## ИЗБРАННЫЙ ОТРЫВОК
Миссис Кроули: Вы говорили о могучих архетипических силах в Ницше. Как он мог бы создать Заратустру, если бы не идентифицировался в архетипическими силами, ожившими в нем?
Др. Юнг: Эти силы должны были бы ожить не в нем, это он должен был бы слушаться их; вот наиболее естественный ответ.
Миссис Кроули: Как если бы это был танец?
Др. Юнг: Именно. Это вы у них, так сказать, в руках, это вы танцуете под их дудку, под их мелодию. Но когда вы говорите, что творческие силы находятся в Ницше, во мне или в ком-то еще – вы создаете инфляцию. Потому что человек не распоряжается творческой силой, это она распоряжается человеком, вот в чем суть. И если он позволяет этой творческой силе захватить себя безоглядно, не задавая вопросов, никакой инфляции нет; стоит только подумать: «Я тот, который…» — тотчас возникает инфляция.
Вопрос: Можно ли этого избежать?
Др. Юнг: Только полностью подчинившись, не пытаясь смотреть на самого себя. Нужно быть в известной степени наивным.
Мистер Бауманн: Это случается автоматически?
Др. Юнг: Автоматически случается то, что вы вспоминаете себя; в противном случае вы исчезаете, как если бы дотронулись до проводов высокого напряжения.
Мистер Бауманн: И этого нельзя избежать?
Др. Юнг: Если только вы достаточно просты. Ницше, конечно же, не мог устранить свой собственный взгляд; кроме того, он был слишком переполнен сожалениями, ведь творческая сила крадет ваше время, высасывает вашу силу, и что в результате? Ну, может быть, книга. А где ваша личная жизнь? Все ушло. Поэтому такие люди чувствуют себя страшно обманутыми. Они возражают против этого, другие должны потакать им во всем, чтобы как-то компенсировать то, что было у них украдено богом. А это творческая сила отняла у них личную жизнь; именно поэтому они предпочитают персонифицировать ее, воображать, что они и есть Шива, чтобы по крайней мере испытывать удовольствие, занимаясь творчеством. Поэтому если вы знаете, что вы человек творческий и наслаждаетесь этим, вы все равно будете потом распяты, потому что любой, идентифицирующий себя с богом, будет расчленен. Старый патриарх церкви епископ Синезиус сказал, что spiritm phantasticus, творящий дух в человеке может пронзать глубины и высоты вселенной, подобно богу или подобно великому демону, но в отместку за это ему придется претерпеть и божественное наказание. Это может быть расчленением Диониса или распятием Христа. Мы сейчас подойдем к этой проблеме у Заратустры.

## ЗАДАНИЯ
[1] Переведите на английский язык следующее предложение из отрывка о творческой силе: «Потому что человек не распоряжается творческой силой, это она распоряжается человеком, вот в чем суть.»
[2] Верните без изменений фрагмент отрывка о творческой силе начиная со слов «Др. Юнг: Только» и заканчивая словами «проводов высокого напряжения.» включительно.
Приводимые далее пункты к отрывку о творческой силе никакого отношения не имеют.

## ДАННЫЕ
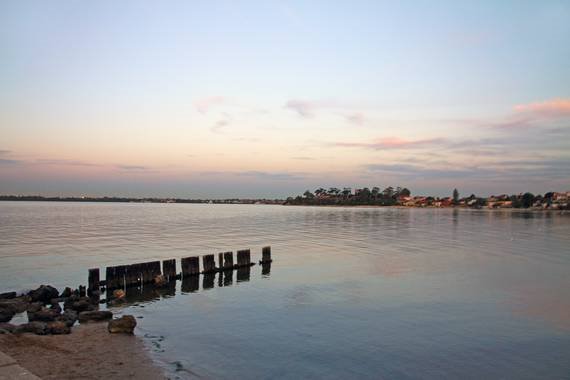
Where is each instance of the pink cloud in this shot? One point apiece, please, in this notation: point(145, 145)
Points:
point(204, 104)
point(547, 108)
point(393, 143)
point(356, 118)
point(304, 108)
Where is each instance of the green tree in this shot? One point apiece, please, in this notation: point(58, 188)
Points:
point(527, 200)
point(455, 197)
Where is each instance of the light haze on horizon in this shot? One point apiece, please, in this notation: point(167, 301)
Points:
point(201, 99)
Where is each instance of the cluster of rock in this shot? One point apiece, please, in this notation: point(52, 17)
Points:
point(46, 316)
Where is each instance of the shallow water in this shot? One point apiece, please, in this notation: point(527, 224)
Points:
point(352, 293)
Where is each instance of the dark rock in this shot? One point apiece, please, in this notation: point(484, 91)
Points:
point(68, 317)
point(14, 305)
point(6, 328)
point(6, 316)
point(34, 307)
point(67, 292)
point(43, 315)
point(44, 294)
point(38, 328)
point(88, 316)
point(79, 304)
point(58, 328)
point(7, 296)
point(124, 325)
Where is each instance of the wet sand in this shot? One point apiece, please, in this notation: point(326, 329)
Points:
point(89, 352)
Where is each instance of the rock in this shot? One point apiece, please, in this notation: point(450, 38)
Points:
point(68, 317)
point(67, 292)
point(7, 296)
point(38, 328)
point(14, 305)
point(58, 328)
point(159, 280)
point(6, 328)
point(88, 316)
point(43, 315)
point(124, 325)
point(44, 294)
point(119, 294)
point(6, 316)
point(79, 304)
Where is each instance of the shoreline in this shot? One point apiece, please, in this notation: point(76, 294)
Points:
point(89, 352)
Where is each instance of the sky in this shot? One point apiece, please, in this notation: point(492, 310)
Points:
point(220, 99)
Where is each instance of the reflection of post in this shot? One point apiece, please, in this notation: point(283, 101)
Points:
point(209, 263)
point(265, 255)
point(243, 274)
point(190, 284)
point(208, 281)
point(265, 269)
point(190, 266)
point(228, 260)
point(93, 281)
point(228, 277)
point(169, 269)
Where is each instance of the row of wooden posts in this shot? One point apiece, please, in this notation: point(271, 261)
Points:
point(123, 276)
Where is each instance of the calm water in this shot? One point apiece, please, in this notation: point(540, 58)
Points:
point(352, 293)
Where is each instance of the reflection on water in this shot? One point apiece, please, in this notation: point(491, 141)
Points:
point(352, 293)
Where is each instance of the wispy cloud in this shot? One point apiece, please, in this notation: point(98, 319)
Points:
point(356, 118)
point(392, 143)
point(219, 126)
point(6, 161)
point(203, 105)
point(63, 162)
point(271, 175)
point(132, 167)
point(304, 108)
point(303, 158)
point(547, 108)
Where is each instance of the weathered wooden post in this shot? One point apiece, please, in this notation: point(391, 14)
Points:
point(265, 255)
point(120, 276)
point(190, 284)
point(266, 269)
point(208, 280)
point(110, 278)
point(209, 263)
point(190, 266)
point(133, 275)
point(243, 258)
point(220, 261)
point(228, 260)
point(243, 273)
point(93, 280)
point(169, 269)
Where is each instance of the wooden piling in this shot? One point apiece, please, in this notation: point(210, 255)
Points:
point(265, 255)
point(220, 261)
point(93, 279)
point(110, 277)
point(169, 269)
point(190, 266)
point(243, 258)
point(209, 264)
point(120, 271)
point(228, 260)
point(133, 275)
point(243, 273)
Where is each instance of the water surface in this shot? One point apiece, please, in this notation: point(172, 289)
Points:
point(352, 292)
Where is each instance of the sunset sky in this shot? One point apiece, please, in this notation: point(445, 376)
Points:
point(269, 98)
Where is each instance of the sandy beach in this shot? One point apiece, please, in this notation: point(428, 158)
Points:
point(89, 352)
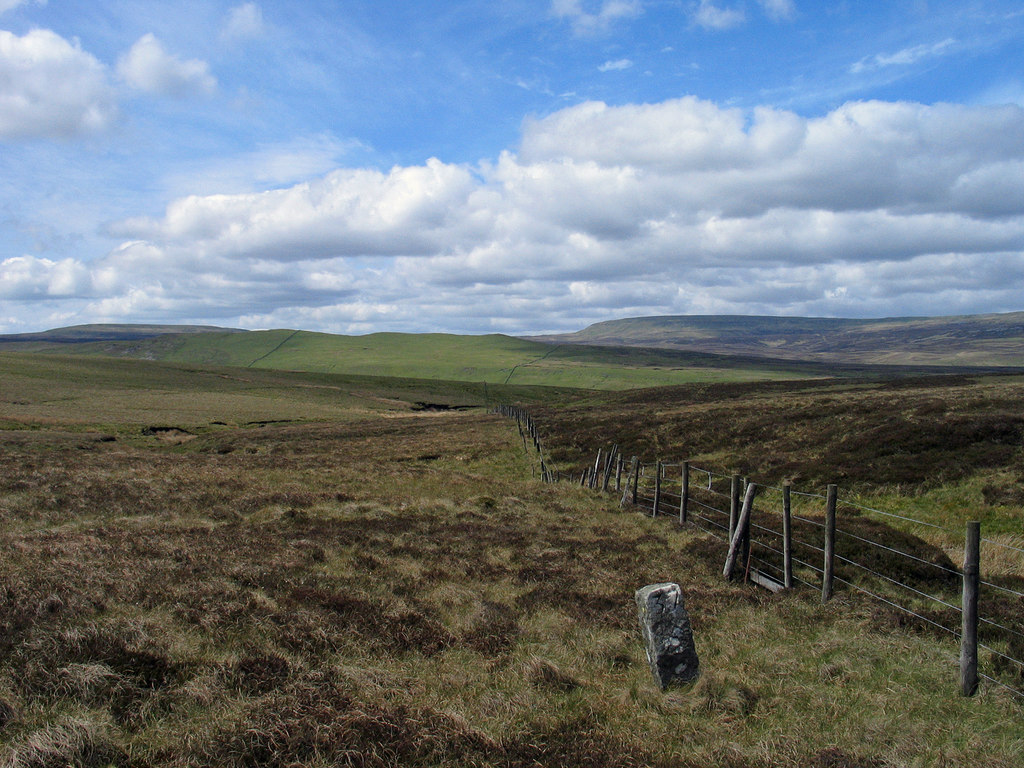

## ОТВЕТЫ ПО ПУНКТАМ
[1] Because a person does not command the creative force; it is the force that commands the person, and that is the crux of the matter.

[2]
Др. Юнг: Только полностью подчинившись, не пытаясь смотреть на самого себя. Нужно быть в известной степени наивным.
Мистер Бауманн: Это случается автоматически?
Др. Юнг: Автоматически случается то, что вы вспоминаете себя; в противном случае вы исчезаете, как если бы дотронулись до проводов высокого напряжения.